[Dataset items]
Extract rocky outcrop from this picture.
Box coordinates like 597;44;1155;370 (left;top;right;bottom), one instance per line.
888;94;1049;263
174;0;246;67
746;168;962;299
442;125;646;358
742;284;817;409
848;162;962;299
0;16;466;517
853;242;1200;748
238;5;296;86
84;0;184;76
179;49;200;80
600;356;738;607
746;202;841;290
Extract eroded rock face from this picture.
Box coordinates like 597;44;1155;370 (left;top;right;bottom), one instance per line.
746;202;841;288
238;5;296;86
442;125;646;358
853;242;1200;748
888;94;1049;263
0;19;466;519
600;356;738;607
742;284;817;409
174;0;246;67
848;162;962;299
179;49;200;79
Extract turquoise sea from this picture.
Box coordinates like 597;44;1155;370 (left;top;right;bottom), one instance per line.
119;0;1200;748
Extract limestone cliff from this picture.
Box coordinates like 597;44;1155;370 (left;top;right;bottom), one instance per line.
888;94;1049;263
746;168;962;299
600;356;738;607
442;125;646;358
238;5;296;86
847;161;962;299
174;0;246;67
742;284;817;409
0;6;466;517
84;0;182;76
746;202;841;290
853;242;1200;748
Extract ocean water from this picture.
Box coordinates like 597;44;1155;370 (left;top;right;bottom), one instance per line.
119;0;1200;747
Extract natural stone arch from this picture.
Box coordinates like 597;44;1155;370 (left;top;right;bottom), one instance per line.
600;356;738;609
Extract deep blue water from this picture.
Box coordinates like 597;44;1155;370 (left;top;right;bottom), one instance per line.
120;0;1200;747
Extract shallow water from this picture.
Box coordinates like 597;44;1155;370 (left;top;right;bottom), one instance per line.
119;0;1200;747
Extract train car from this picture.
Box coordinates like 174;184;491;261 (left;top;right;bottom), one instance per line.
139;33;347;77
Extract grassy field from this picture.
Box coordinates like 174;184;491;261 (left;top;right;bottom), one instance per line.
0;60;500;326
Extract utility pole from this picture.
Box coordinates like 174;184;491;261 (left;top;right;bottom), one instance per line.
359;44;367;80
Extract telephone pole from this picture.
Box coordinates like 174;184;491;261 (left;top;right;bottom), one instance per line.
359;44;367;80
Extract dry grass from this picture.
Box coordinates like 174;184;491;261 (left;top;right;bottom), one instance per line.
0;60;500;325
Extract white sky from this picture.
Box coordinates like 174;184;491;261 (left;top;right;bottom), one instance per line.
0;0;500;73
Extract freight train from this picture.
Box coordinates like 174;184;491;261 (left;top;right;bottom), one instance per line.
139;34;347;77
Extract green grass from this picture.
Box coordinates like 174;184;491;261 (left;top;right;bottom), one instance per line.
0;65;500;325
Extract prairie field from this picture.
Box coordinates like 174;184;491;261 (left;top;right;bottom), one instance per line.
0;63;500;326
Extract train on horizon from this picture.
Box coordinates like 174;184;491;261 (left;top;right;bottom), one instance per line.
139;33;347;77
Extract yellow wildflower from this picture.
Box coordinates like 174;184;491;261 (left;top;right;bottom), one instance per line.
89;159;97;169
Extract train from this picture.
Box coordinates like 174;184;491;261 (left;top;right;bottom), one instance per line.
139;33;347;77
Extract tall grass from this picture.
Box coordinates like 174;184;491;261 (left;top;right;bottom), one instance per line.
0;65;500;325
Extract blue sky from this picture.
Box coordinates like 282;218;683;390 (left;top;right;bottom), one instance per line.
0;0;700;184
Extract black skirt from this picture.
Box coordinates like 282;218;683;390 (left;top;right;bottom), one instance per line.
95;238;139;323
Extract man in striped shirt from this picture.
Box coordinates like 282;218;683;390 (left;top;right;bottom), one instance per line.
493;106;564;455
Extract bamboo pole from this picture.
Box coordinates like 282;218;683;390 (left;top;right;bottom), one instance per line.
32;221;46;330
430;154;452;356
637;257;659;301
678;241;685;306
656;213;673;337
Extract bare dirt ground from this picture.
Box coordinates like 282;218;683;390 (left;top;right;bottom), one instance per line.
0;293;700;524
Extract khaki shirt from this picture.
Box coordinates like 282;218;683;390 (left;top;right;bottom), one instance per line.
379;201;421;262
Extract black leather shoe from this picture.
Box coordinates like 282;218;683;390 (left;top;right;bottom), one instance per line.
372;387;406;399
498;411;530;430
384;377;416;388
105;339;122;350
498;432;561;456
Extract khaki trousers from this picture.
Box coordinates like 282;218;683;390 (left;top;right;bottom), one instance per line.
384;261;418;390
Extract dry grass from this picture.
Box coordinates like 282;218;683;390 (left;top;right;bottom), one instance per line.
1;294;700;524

» Task to complete: Give the lines above as a numbered list, leaving out any blank lines.

» Complete output:
1. Extract rocky outcrop from this picture.
2. Box coordinates like 597;44;1155;370 (left;top;right;bottom), one instance per line.
3. 888;94;1049;263
4. 174;0;246;67
5. 746;168;962;299
6. 442;125;646;358
7. 742;284;817;409
8. 848;162;962;299
9. 0;16;466;517
10. 853;242;1200;748
11. 238;5;296;86
12. 84;0;184;76
13. 179;49;200;80
14. 600;356;738;607
15. 746;202;841;290
16. Extract eroded rock face from this picture.
17. Box coordinates like 597;44;1155;370 (left;top;right;bottom), one instance per line.
18. 746;202;841;288
19. 238;5;296;86
20. 442;125;646;358
21. 853;242;1200;748
22. 888;94;1049;263
23. 0;19;466;519
24. 600;356;738;607
25. 742;284;817;409
26. 174;0;246;67
27. 848;162;962;299
28. 179;49;200;79
29. Extract turquoise sea from this picture.
30. Box coordinates like 597;44;1155;370 (left;top;right;bottom), one instance per line.
31. 119;0;1200;748
32. Extract limestone cliff from this picture.
33. Box coordinates like 597;44;1155;370 (left;top;right;bottom), one instance per line.
34. 888;94;1049;263
35. 746;168;962;299
36. 600;356;738;607
37. 442;125;646;358
38. 238;5;296;86
39. 847;161;962;299
40. 174;0;246;67
41. 742;284;817;409
42. 0;6;466;517
43. 84;0;182;76
44. 746;202;841;290
45. 853;242;1200;748
46. Extract ocean water from this picture.
47. Box coordinates like 597;44;1155;370 (left;top;right;bottom), one instance per line.
48. 119;0;1200;747
49. Extract natural stone arch from this picture.
50. Box coordinates like 597;44;1155;370 (left;top;right;bottom), one instance per line.
51. 600;356;738;609
52. Extract deep blue water from this picture.
53. Box coordinates like 597;44;1155;370 (left;top;right;bottom), one instance per line.
54. 120;0;1200;747
55. Extract shallow water from this picture.
56. Box coordinates like 597;44;1155;370 (left;top;right;bottom), one instance per line.
57. 119;0;1200;747
58. Extract train car from this picture.
59. Box coordinates like 174;184;491;261 (left;top;right;bottom), one instance per line.
60. 139;33;347;77
61. Extract grassy field from this picture.
62. Box coordinates like 174;184;491;261 (left;top;right;bottom), one instance per line.
63. 0;60;500;326
64. Extract utility pole from this picture.
65. Box coordinates like 174;184;491;261 (left;top;right;bottom), one instance per line.
66. 359;44;367;80
67. Extract telephone pole from this picture.
68. Box coordinates like 174;184;491;261 (left;top;right;bottom), one instance per line.
69. 359;44;367;80
70. Extract dry grass from this picture.
71. Box coordinates like 174;184;491;261 (left;top;right;bottom), one instance per line.
72. 0;60;500;325
73. Extract white sky from this picture.
74. Box coordinates like 174;184;491;261 (left;top;right;bottom), one instance per line.
75. 0;0;500;73
76. Extract freight train from this picture.
77. Box coordinates like 174;184;491;261 (left;top;right;bottom), one instance per line.
78. 139;34;347;77
79. Extract green grass from this picture.
80. Box coordinates like 174;184;491;261 (left;top;right;bottom), one instance per line.
81. 0;65;500;325
82. Extract prairie field from this picture.
83. Box coordinates like 174;184;491;261 (left;top;right;bottom), one instance per line.
84. 0;63;500;326
85. Extract train on horizon from this picture.
86. Box coordinates like 174;184;491;261 (left;top;right;bottom), one instance per line.
87. 139;33;347;77
88. Extract yellow wildflower from this picture.
89. Box coordinates like 174;184;491;261 (left;top;right;bottom), one instance per line.
90. 89;159;97;169
91. Extract train from this picture.
92. Box coordinates like 174;184;491;261 (left;top;right;bottom), one instance per line.
93. 139;33;347;77
94. Extract tall grass from this picture.
95. Box coordinates like 174;184;491;261 (left;top;right;bottom), one instance per line.
96. 0;65;500;325
97. Extract blue sky from this picture.
98. Box coordinates like 282;218;683;390 (left;top;right;bottom), one instance per line.
99. 0;0;700;184
100. Extract black skirt from this picture.
101. Box coordinates like 282;218;683;390 (left;top;right;bottom), one instance per line.
102. 95;238;139;323
103. Extract man in striped shirt from this picture.
104. Box coordinates like 282;218;683;390 (left;top;right;bottom), one instance per line.
105. 493;106;564;455
106. Extract bamboo pole from this picture.
107. Box coordinates like 282;218;683;390 (left;top;right;bottom), one instance per line.
108. 32;221;46;330
109. 430;154;452;356
110. 637;257;659;301
111. 678;241;685;306
112. 656;213;673;337
113. Extract bare dirt ground from this picture.
114. Box coordinates like 282;218;683;390 (left;top;right;bottom), one instance per line.
115. 0;293;700;524
116. Extract khaki shirt from this picture.
117. Box coordinates like 282;218;683;390 (left;top;right;bottom), one instance per line.
118. 379;201;421;262
119. Extract black leather shoe from this picture.
120. Box coordinates like 282;218;683;390 (left;top;right;bottom), one instance per line.
121. 372;387;406;399
122. 498;411;530;430
123. 384;377;416;388
124. 105;339;122;350
125. 498;432;561;456
126. Extract khaki trousers from this picture.
127. Box coordinates like 282;218;683;390 (left;top;right;bottom), one instance per line.
128. 384;261;418;390
129. Extract dry grass from this picture.
130. Box coordinates like 282;218;683;390 (left;top;right;bottom), one instance per line.
131. 1;294;700;524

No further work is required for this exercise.